(Items from a dataset)
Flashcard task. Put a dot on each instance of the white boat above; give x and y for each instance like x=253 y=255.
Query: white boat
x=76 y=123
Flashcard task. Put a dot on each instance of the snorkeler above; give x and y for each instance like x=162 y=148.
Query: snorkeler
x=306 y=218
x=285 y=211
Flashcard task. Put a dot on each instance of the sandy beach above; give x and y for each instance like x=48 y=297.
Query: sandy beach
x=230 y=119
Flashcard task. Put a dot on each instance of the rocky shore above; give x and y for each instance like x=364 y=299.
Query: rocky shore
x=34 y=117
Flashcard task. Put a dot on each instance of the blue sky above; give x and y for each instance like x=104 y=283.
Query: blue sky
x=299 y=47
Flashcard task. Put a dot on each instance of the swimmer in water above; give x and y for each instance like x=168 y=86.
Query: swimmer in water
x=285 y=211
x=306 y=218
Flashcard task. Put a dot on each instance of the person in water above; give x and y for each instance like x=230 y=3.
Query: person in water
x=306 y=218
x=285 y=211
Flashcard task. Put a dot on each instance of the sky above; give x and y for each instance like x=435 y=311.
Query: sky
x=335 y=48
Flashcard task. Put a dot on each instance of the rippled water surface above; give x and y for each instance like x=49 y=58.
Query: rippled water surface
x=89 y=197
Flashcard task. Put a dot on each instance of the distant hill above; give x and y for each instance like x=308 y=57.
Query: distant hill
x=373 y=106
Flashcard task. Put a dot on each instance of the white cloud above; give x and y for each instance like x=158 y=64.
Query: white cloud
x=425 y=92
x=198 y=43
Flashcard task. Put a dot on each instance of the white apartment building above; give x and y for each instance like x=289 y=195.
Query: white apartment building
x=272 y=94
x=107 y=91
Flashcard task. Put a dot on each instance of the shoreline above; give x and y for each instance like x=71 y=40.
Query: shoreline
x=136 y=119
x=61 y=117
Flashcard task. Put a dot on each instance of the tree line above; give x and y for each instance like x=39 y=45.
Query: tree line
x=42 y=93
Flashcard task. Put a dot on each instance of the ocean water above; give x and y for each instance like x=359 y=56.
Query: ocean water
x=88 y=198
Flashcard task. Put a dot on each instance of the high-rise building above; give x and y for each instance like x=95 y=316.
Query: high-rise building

» Task goal:
Rewrite every line of the items above as a numbered list, omitting any blank lines.

» Answer to this task:
1. Flashcard task. Put a dot on each instance of the white boat above; give x and y for each instance like x=253 y=255.
2. Query: white boat
3. x=76 y=123
4. Flashcard task. Put a dot on each instance of the snorkeler above; give x and y for each instance like x=162 y=148.
5. Query: snorkeler
6. x=306 y=218
7. x=285 y=211
8. Flashcard task. Put a dot on each instance of the sandy beach above; give x and y for each instance like x=48 y=297.
9. Query: sandy beach
10. x=230 y=119
11. Flashcard task. Put a dot on each instance of the rocky shore above; give x and y for each instance like x=364 y=299.
12. Query: rocky shore
13. x=34 y=117
14. Flashcard task. Put a dot on each instance of the blue sky above; give x and y for each instance like x=104 y=283.
15. Query: blue sky
16. x=299 y=47
17. Flashcard task. Put a dot on each instance of the swimmer in water above; give x and y for each instance like x=168 y=86.
18. Query: swimmer in water
19. x=285 y=211
20. x=306 y=218
21. Flashcard task. Put a dot on each instance of the person in water above; give x and y for each instance like x=230 y=3.
22. Query: person in water
23. x=306 y=218
24. x=285 y=211
25. Flashcard task. Put a dot on each instance of the sky above; give x and y for each instance like x=435 y=311.
26. Query: sky
27. x=335 y=48
28. Flashcard task. Put a dot on each instance of the rippled water surface above; give x and y for each instance like x=49 y=58.
29. Query: rippled water surface
30. x=89 y=197
31. Flashcard task. Put a dot on each instance of the distant hill above; give x and y for each instance like x=308 y=57.
32. Query: distant hill
33. x=373 y=106
34. Flashcard task. Put a dot on each instance of the white cloud above; give x and y for each instance like x=158 y=64.
35. Query: white cloud
36. x=425 y=92
37. x=198 y=43
38. Flashcard task. Put a dot on each instance of the white apartment building above; give x and y for each instance like x=289 y=195.
39. Query: white apartment building
40. x=272 y=94
41. x=107 y=91
42. Flashcard task. Put a dot on each instance of the shoreline above; give x and y for each instance like x=71 y=40.
43. Query: shoreline
44. x=136 y=119
45. x=61 y=117
46. Flashcard task. Put a dot on each instance of the tree line above; give x and y for each instance like x=39 y=45.
47. Query: tree line
48. x=42 y=93
49. Flashcard task. Put a dot on each instance of the ocean water above; give x and y for each instance like x=359 y=56.
50. Query: ocean water
51. x=88 y=198
52. Flashcard task. Put a dot on each instance of the high-rise building above; give x and y for each instance like x=95 y=316.
53. Query: high-rise building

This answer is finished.